_Task objective_.
Retype the lines from the very first one through the line containing "column 652, row 386", including both ends, and leave the pictures out of your answer.

Position annotation lines
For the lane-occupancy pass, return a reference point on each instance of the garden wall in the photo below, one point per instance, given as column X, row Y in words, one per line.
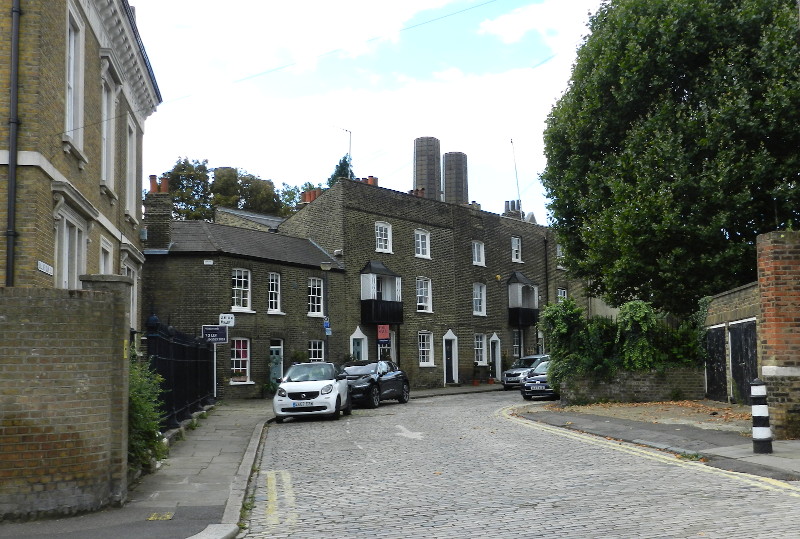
column 652, row 386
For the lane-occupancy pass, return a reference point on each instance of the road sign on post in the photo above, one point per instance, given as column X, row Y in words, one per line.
column 215, row 334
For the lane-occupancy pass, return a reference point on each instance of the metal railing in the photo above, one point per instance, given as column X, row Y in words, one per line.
column 186, row 363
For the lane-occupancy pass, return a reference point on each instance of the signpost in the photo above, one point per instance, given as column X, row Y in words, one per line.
column 216, row 334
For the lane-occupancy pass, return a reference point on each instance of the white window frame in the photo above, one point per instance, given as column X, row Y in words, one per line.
column 516, row 339
column 240, row 362
column 316, row 350
column 132, row 271
column 422, row 243
column 383, row 237
column 241, row 290
column 72, row 237
column 425, row 349
column 132, row 185
column 424, row 299
column 106, row 262
column 561, row 295
column 478, row 253
column 74, row 82
column 480, row 349
column 274, row 293
column 107, row 142
column 316, row 297
column 478, row 299
column 516, row 249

_Problem solution_.
For the lane-occupancy pass, return a reference point on each instance of the garden wall in the photo below, one point per instance, given as column X, row Y in words, one per line.
column 652, row 386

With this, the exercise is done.